Photo by Brujo. Relevant: binary database extraction?

For those of you who may not know, DataTables.Net is a fantastic jQuery plug-in that creates a data grid presentation and offers support for filtering and server-side paging solutions. Yep, define an endpoint web service, pump down your data and you are good to go. But the cool kids these days are into the No-SQL thing, and one of the great entries into the document based database arena is RavenDB. With Raven, you define your domain objects and just store them in the database, as Raven will do it’s magic and persist your objects as documents. Have a List<Customer> to store, give it to Raven and it will create one document of the customers and store it in JSON format.

This post will show you how to combine the front end goodness of DataTables with the back end magic of RavenDB. The goal is to provide:

  • The ability to define a single class for that indexes data.
  • Control how what data is selected by define the columns, sort order and paging size in Javascript. In other words, DataTables will tell the server what it wants to pull back
  • Provide support for filtering properties with a single search field, ala Google style.
  • Above all, save you time, make you a hero in front of your fans. :)

For the Impatient, Here’s the End Product

There’s a lot ground that we’ll cover but for those who want to see the light at the end of the tunnel here what the end solution will look like. You may want to download the solution first so you can follow along in the code. First, your web service or controller will have the following:

[HttpPost]
public JsonResult GetTenants(string jsonAOData)

[Position identification records]
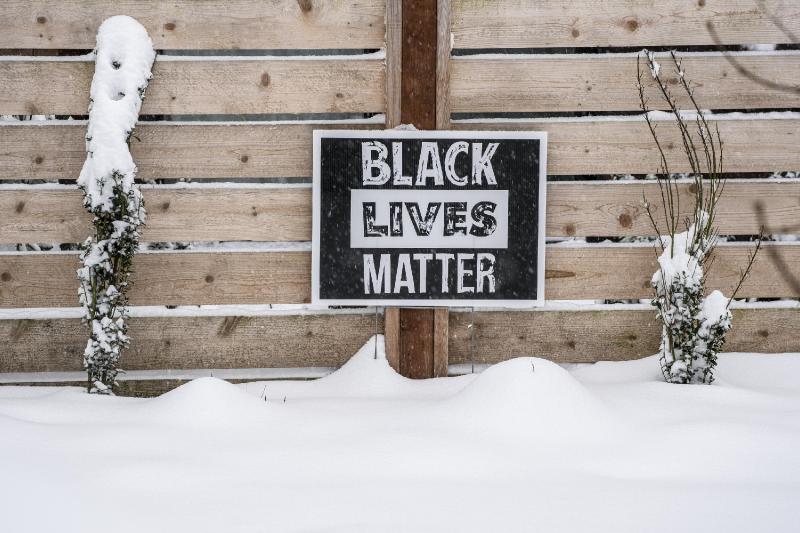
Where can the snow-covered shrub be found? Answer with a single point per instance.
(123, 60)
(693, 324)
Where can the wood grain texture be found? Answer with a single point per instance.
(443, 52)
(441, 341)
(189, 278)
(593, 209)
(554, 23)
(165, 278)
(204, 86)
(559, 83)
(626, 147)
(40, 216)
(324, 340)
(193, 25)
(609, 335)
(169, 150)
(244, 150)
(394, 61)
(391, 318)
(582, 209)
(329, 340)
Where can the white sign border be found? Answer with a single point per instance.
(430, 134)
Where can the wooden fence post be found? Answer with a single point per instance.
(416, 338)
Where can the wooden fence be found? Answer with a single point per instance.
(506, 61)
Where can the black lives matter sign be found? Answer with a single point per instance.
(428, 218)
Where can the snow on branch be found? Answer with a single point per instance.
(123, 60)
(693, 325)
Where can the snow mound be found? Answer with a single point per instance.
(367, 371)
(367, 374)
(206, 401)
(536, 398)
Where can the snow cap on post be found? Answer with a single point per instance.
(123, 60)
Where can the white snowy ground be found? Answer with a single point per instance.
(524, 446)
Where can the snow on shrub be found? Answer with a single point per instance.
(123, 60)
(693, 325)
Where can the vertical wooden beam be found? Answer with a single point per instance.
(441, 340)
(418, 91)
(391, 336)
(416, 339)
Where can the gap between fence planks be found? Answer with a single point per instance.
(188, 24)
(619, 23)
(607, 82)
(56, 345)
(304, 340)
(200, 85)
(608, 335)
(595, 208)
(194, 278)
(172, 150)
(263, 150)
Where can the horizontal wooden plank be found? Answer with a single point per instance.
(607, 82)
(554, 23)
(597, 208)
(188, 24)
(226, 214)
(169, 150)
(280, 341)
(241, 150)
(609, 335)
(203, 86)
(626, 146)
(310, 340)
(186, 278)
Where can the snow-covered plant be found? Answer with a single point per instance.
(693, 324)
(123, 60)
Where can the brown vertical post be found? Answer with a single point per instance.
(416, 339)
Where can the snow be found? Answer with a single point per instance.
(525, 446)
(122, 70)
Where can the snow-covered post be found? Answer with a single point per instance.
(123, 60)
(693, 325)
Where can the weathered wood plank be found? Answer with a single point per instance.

## [Job]
Write out, word for word, the part of the post on DataTables and RavenDB that opens with the words containing "For those of" and closes with "that indexes data.".

## [Full output]
For those of you who may not know, DataTables.Net is a fantastic jQuery plug-in that creates a data grid presentation and offers support for filtering and server-side paging solutions. Yep, define an endpoint web service, pump down your data and you are good to go. But the cool kids these days are into the No-SQL thing, and one of the great entries into the document based database arena is RavenDB. With Raven, you define your domain objects and just store them in the database, as Raven will do it’s magic and persist your objects as documents. Have a List<Customer> to store, give it to Raven and it will create one document of the customers and store it in JSON format.

This post will show you how to combine the front end goodness of DataTables with the back end magic of RavenDB. The goal is to provide:

  • The ability to define a single class for that indexes data.